Across the whole listing, filter for the string "scarf" and copy every line that has it.
•••
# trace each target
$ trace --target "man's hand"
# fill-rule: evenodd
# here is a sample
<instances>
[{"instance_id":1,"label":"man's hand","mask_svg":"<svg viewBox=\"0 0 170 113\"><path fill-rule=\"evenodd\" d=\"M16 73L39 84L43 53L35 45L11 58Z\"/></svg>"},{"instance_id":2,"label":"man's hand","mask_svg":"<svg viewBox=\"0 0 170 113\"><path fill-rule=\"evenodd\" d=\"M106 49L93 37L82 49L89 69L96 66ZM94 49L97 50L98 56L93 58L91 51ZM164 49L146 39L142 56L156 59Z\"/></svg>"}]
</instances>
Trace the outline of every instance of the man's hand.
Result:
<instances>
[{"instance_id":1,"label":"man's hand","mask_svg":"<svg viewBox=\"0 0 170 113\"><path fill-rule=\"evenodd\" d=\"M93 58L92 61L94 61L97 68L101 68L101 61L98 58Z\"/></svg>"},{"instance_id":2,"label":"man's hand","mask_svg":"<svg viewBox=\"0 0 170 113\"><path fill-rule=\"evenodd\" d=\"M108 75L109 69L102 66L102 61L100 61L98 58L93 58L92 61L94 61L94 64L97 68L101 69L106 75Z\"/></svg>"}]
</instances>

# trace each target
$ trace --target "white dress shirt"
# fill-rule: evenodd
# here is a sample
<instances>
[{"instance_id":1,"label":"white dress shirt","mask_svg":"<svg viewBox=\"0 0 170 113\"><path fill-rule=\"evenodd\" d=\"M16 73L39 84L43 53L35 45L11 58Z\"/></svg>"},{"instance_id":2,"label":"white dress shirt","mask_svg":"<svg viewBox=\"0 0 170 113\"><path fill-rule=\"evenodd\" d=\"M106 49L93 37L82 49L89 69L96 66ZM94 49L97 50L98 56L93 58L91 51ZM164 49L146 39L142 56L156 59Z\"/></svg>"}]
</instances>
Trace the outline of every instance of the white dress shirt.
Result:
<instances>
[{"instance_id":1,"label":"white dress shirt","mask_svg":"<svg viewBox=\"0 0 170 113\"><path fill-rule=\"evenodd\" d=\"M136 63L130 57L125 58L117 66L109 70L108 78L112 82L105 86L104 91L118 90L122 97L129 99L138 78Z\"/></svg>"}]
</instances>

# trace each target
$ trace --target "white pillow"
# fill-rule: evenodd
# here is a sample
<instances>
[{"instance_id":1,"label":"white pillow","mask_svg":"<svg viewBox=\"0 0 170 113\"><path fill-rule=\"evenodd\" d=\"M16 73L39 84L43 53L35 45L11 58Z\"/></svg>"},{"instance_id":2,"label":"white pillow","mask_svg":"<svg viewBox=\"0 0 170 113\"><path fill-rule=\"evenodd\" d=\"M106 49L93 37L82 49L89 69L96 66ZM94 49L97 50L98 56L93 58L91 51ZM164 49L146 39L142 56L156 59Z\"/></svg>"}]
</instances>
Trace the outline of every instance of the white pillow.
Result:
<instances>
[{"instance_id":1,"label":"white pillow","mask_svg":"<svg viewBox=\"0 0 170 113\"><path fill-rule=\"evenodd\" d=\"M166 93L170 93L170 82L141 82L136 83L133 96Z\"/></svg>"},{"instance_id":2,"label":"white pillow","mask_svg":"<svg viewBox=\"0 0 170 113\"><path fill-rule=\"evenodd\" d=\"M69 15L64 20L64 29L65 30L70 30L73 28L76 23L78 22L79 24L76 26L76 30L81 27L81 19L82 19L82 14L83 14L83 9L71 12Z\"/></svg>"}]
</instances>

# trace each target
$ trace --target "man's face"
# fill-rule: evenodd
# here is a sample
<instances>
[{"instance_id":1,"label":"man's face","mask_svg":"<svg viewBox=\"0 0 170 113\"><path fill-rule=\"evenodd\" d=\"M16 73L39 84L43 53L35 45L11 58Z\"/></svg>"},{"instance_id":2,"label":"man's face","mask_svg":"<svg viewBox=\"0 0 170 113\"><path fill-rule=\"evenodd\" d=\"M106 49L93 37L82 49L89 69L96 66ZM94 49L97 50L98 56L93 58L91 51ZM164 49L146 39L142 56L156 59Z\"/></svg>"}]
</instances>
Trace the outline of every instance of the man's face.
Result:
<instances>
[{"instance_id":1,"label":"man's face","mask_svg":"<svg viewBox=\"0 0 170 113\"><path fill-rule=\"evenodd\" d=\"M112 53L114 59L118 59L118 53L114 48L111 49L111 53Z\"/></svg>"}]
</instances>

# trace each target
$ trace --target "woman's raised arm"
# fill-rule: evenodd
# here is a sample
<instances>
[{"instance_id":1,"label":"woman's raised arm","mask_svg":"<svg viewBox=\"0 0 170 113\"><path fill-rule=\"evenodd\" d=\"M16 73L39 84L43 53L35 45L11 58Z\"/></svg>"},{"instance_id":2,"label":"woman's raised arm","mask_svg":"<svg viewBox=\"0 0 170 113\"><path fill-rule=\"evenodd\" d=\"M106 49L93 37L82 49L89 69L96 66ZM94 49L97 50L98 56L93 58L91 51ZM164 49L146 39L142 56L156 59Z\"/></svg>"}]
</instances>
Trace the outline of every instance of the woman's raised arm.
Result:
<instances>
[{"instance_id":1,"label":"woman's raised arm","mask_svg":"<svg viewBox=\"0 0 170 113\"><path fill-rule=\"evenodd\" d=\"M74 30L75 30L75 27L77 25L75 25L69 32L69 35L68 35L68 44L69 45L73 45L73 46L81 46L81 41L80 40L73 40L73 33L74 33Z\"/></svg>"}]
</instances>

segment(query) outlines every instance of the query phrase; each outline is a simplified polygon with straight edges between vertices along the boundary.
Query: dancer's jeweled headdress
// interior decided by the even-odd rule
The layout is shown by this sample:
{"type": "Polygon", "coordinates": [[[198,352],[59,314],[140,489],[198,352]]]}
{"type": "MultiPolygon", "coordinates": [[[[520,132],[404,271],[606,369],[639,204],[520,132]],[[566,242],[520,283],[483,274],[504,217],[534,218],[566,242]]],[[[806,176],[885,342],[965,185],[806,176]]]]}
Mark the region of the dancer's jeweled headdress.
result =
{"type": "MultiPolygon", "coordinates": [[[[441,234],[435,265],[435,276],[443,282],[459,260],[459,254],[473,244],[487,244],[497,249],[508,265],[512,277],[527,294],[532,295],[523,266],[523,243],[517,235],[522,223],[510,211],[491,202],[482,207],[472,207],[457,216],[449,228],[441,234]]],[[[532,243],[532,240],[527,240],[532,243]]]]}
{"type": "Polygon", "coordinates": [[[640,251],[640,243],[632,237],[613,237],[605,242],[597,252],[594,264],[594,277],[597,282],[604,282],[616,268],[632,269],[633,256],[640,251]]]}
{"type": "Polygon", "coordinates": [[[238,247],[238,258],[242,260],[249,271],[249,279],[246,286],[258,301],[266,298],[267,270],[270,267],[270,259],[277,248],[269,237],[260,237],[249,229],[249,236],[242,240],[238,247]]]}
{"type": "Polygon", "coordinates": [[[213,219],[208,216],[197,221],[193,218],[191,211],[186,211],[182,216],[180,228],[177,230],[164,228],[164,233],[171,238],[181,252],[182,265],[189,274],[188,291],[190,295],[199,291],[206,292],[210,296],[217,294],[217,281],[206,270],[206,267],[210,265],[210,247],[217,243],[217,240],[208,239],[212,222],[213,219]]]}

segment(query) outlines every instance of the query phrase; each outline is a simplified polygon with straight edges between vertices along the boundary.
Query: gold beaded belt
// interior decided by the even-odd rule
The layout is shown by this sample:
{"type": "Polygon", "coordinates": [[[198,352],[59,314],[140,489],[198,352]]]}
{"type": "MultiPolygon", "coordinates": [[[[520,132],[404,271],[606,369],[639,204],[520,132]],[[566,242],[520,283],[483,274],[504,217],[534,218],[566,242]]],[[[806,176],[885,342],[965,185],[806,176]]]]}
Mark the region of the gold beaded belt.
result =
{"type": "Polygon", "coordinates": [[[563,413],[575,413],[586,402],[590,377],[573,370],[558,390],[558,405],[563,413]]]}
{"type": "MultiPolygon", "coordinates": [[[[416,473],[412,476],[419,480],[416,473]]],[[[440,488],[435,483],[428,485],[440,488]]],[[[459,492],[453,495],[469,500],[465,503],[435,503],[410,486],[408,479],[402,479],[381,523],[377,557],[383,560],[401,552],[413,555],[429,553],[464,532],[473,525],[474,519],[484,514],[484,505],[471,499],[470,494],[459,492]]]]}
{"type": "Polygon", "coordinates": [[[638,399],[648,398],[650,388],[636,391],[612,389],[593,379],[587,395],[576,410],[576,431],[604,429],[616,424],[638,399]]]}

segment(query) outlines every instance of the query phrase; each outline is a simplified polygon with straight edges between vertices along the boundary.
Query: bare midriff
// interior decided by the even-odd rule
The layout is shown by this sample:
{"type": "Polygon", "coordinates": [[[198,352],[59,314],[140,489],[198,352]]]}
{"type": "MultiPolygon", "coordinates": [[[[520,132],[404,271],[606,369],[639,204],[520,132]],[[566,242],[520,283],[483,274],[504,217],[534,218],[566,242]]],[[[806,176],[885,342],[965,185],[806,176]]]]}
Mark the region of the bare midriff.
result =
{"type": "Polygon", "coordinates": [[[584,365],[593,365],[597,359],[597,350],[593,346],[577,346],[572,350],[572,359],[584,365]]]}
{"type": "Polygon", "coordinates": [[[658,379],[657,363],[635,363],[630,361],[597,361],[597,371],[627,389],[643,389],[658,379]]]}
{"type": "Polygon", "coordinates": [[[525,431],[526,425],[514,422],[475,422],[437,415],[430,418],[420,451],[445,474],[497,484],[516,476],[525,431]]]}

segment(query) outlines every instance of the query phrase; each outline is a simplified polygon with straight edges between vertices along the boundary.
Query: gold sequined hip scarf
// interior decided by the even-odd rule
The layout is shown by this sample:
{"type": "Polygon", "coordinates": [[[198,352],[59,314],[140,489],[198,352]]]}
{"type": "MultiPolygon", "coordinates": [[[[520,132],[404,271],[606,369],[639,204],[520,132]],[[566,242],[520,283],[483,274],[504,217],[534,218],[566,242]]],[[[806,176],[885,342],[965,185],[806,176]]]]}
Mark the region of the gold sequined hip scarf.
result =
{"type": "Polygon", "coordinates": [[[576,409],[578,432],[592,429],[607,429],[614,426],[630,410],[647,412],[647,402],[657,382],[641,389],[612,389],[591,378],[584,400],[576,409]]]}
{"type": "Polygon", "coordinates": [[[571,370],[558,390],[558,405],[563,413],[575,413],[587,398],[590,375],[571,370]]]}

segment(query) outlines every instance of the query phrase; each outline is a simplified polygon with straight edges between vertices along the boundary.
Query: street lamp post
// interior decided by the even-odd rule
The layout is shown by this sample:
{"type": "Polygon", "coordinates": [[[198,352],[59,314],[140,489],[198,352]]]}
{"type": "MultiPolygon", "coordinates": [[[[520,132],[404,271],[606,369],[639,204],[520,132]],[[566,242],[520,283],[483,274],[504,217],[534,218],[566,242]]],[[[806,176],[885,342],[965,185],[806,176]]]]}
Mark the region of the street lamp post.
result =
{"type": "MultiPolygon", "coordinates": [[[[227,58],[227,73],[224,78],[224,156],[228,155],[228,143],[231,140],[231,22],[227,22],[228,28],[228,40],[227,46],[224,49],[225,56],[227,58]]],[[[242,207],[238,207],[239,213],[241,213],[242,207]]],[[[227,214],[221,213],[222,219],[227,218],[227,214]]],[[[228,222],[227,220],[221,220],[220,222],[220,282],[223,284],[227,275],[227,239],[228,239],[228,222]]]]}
•••
**Exercise response**
Query: gold sequined hip scarf
Mark the region of the gold sequined hip scarf.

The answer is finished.